====== RECORDED INFORMATION

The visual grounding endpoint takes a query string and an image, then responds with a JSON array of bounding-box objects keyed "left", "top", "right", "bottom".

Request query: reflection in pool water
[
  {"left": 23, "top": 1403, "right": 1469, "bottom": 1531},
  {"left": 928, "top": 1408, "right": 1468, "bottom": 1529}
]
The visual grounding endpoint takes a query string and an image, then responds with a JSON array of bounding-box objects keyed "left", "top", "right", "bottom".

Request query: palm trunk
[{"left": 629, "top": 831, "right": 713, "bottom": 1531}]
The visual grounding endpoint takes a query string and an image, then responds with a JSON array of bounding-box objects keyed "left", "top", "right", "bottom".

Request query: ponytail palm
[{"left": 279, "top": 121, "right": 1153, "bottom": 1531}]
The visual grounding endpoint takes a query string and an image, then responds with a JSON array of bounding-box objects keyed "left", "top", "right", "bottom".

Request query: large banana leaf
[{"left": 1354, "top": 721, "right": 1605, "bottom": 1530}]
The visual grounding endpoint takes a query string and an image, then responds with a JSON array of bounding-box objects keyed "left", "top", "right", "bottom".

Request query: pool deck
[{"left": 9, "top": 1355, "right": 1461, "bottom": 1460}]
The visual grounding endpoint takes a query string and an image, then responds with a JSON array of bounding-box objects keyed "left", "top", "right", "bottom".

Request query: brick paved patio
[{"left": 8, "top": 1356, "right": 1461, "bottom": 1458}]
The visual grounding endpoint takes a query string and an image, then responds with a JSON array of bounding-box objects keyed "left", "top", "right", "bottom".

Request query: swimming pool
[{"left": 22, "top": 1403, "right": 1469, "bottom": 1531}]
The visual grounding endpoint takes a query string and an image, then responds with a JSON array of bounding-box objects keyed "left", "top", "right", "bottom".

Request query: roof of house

============

## EXERCISE INSTRUCTIONS
All lines from the line holding "Request query: ponytail palm" through the end of the records above need to be transcribed exactly, and no other text should appear.

## SOLUTION
Request query: ponytail palm
[{"left": 279, "top": 121, "right": 1153, "bottom": 1531}]
The visual grounding endpoint takes a query string and an image, then responds with a JSON array of bounding-box objects keyed "left", "top", "right", "bottom".

Request query: large banana leaf
[{"left": 1354, "top": 721, "right": 1605, "bottom": 1530}]
The visual grounding endpoint takes a query string and an image, then responds with a JSON array of bounding-box objects keyed "left", "top", "right", "bottom".

Request query: pool deck
[{"left": 9, "top": 1355, "right": 1461, "bottom": 1460}]
The visual grounding endpoint takes a query string and an image, then responds with a JSON array of bounding-box objects keyed "left", "top", "right", "bottom".

Request query: brick paved patio
[{"left": 8, "top": 1356, "right": 1461, "bottom": 1458}]
The visual grounding endpoint takes a query string and an image, then responds with a JSON array of bounding-box objects keyed "left", "top", "right", "bottom".

Request query: swimming pool
[{"left": 22, "top": 1403, "right": 1469, "bottom": 1531}]
The visual grounding endpoint takes a query string and an image, then responds with a JSON array of bounding-box objects keyed "left", "top", "right", "bottom".

Request query: roof of house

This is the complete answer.